* EXERCISE SET *
(1) Repeat the passage from the opinion column on Bhutto's death word for word, starting at "Lies and secrets" up to and including "ordinary about him.".
(2) Go on with the opinion column on Bhutto's death from the point where it stops.

Lies and secrets — by Salman Tarik Kureshi
In the coming week, the nation will commemorate the thirty-third anniversary of the day on which Zulfiqar Ali Bhutto’s soul was forcibly separated from his body. For more than sixty percent of the population who came into this world after that April morning, Bhutto is a chapter — albeit a major one — in their Pakistan Studies textbooks. But to the dwindling numbers of my generation, this powerful personality had been a towering reality in our lives. Loathed by many, loved by many, he aroused powerful emotions in all. Destroyer of the state or its rebuilder, there was nothing ordinary about him.
That a figure of this stature could be first imprisoned and then killed by vicious political pygmies, as if Gulliver had been overpowered and strangled by the Lilliputians, could only have happened in a country like ours. However, my purpose today is to ask my readers to consider the question marks regarding Bhutto’s death. How did he actually die? Was he hanged or beaten to death or starved? And (since the case against Bhutto is generally regarded as false), who actually murdered Nawab Mohammed Ahmed Khan? And why?
As for Bhutto’s successor, we know even less about how he died or who was responsible. And what was actually buried in the forecourt of the Faisal Mosque — that too is a mystery, a secret.

* INFORMATION SHOWN *
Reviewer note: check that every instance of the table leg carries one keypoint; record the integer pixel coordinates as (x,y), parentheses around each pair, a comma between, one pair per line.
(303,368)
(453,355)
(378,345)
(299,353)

* THE RESULTS *
(1)
Lies and secrets — by Salman Tarik Kureshi
In the coming week, the nation will commemorate the thirty-third anniversary of the day on which Zulfiqar Ali Bhutto’s soul was forcibly separated from his body. For more than sixty percent of the population who came into this world after that April morning, Bhutto is a chapter — albeit a major one — in their Pakistan Studies textbooks. But to the dwindling numbers of my generation, this powerful personality had been a towering reality in our lives. Loathed by many, loved by many, he aroused powerful emotions in all. Destroyer of the state or its rebuilder, there was nothing ordinary about him.

(2)
This is a land of lies and secrets, the lies we tell ourselves and the secrets we keep from our people. To begin with, even the very narratives of the independence movement were contrived well after the event, with concepts like ‘the ideology of Pakistan’ being promoted by Yahya Khan’s fanatical Information Minister General Sher Ali Khan as late as 1969. In the poisonous era of Ziaul Haq, the wholesale rewriting of the history of this region achieved the seal of completion. As a result, our origins and identities have become confused and lost in a non-historical melange of half-truths and outright lies.
Look at all the blind spots. How did it come about that the very founder of the nation had to suffer for over an hour on a stretcher on the open tarmac of Drigh Road Airbase because no ambulance was there for him? Who were the assassins of Liaquat Ali Khan? Hayat Sherpao? Benazir Bhutto? Akbar Bugti? How did Hassan Nasir die? Or Shaheed Suhrawardy? Or Shahnawaz Bhutto? Or Murtaza Bhutto? Or Saleem Shahzad? One could go on in this refrain forever.
The worst examples are the lies we tell ourselves regarding the wars we have fought. We celebrate the 1965 war as a victory, whereas the valour and fighting ability of our officers and men was squandered in defending Lahore and Sialkot when we had set out to conquer Kashmir. Worse still was the 1971 war when, unable to accept the confederal arrangement for which our then largest province had voted, and unwilling to negotiate with them, we unleashed unspeakable violence upon our former nationals and handed over half the country to the Indian army.
The Zia regime spun every kind of confusing fog around the origins and purpose of the so-called jihad in Afghanistan. The Soviet Union, we were told, had this inexplicable thirst for ‘warm waters’ that was driving them southwards to conquer first Afghanistan and then Pakistan. And the Afghan jihad had arisen in ‘spontaneous’ resistance against this. Looking back at what proved to be one of the most fateful decision points in Pakistan’s history, it is doubtful we will ever know the truth about what is now the world’s longest lasting war since the 14th century.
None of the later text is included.